◆ STATED TASK 1 ◆
Translate the sentence "Someone has to consider the void left behind." from the post about pro sports in Oakland into Spanish.
◆ STATED TASK 2 ◆
In the post about pro sports in Oakland, what percentage of the 500 respondents to the Oakland Chamber's poll said they hadn't attended an A's game in the last 12 months?
◆ STATED TASK 3 ◆
Continue the post about pro sports in Oakland from the point where it stops.

◆ ARTICLE ◆
▼

ESPN’s Tim Keown pens sobering feature on future of pro sports in Oakland

It’s terrible timing to have a column about Oakland titled “Death of Sports Town” as the A’s jump into the postseason, yet here it is. Written by ESPN the Magazine writer and former Chronicle scribe Tim Keown, the piece tries to codify the meaning and value professional sports teams provide to their home communities.

Keown deftly explains the socioeconomic dichotomy that stratifies Oakland, the lack of outsider faith in The Town, the city government’s ongoing ineptitude, and the greed of owners who already have one foot out the door.

At the end of the column is a plea from Keown for the owners and overseers of these sports to, for once, forgo the extra $$$ and try to keep the community intact.

In the relentlessly monarchical world of professional sports, someone has to be able to forsake a digit or two in the bank account to create a legacy more meaningful than a trust fund that’ll cover a lifetime of BMWs and Botox treatments for the grandchildren of his grandchildren. Someone has to consider the void left behind.

Yet Keown can’t clearly answer the question he poses about gauging the impact of pro sports. I don’t know that anyone can. Yes, they are part of the fabric of any community fortunate to have them there. He drops the Raider-turned-San Leandro-cop Kenny Shedd anecdote. He interviewed Oakland native and NBA rising star Damian Lillard, who grew up near the Coliseum. These are all good, but anecdotes are the worst kind of gauge. There should be something between these feel-good stories and cold political calculation, as was exhibited in the Oakland Chamber’s poll yesterday.

In the poll, 50% felt that it was very or extremely important to keep the franchises in town. 55% of the 500 respondents said that they hadn’t attended an A’s game in the last 12 months. Another 20% only went 1-2 times. Obviously, part of the reason has to be the Coliseum’s dilapidated state. Some may be turned off by ownership. It shouldn’t be the team, since they’ve been meme-ing the sports world for the last 15 months. Someday someone – perhaps multiple people – will write an academic study on Oakland and its relationship with sports. Hopefully it’s not an eulogy.

 

33 thoughts on “ESPN’s Tim Keown pens sobering feature on future of pro sports in Oakland

  1. While it was an excellent and accurate article, I agree the timing was very bad. As I stated in a previous thread, all energies currently should be going towards cheering the A’s to victory; doesn’t matter if your an A’s fan from Richmond, Oakland, Livermore or San Jose. Again, once that final out is made (hopefully with a WS Championship) we could then resume our partisan bickering about where our team should play in the future.

  2. Yea timing might be bad. But it’s because they decided to do an all bay area edition of ESPN the magazine. They try to cover everything going on in bay area and obviously this fits well for this issue. It was an article written for the Magazine and not timed to come out with A’s starting playoffs. Just an unfortunate coincidence.

  3. I think a study by someone like Peter Dreier on Oakland would be awesome. I am not sure who are the urbanists at Cal/CSUH or Mills are. But I agree, I wish there was a study, there isn’t a ton of source material on Oakland, which is why I wrote a lot of my papers on LA region.

  4. Maybe Oakland needs less sports and more academics?

  5. Steven, I don’t get your drift. The UC and Lawrence Livermore Nat’l Lab influence in Oakland is pervasive. (Little known fact: In uptown, couple of blocks from my office, LLN keeps its supercomputers humming.) The relationship between Berkeley and Oakland is as tight as Palo Alto to SF.

▲

◆ DATASET EXCERPT ◆
▼

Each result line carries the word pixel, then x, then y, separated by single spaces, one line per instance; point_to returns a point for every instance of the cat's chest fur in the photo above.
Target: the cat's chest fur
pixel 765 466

▲

◆ WRITTEN REPLY 1 ◆
Alguien tiene que considerar el vacío que queda atrás.

◆ WRITTEN REPLY 2 ◆
55%

◆ WRITTEN REPLY 3 ◆
  6. Man that Tim Keown sure can over-write.

  7. I eat stuff like this up and loved the verbose, heavy handed tone Keown uses drawing the parallels between 21st Century pro sports and old world religious ideologies. The unfathomable amount of resources humans once threw into cathedrals is far from the priorities we put on new pro sports venues. I hope Oakland supporters will see that this piece was written out of a deep rooted admiration of Oakland.

  8. EDIT: The unfathomable amount of resources humans once threw into cathedrals isn’t far from the priorities we put on new pro sports venues.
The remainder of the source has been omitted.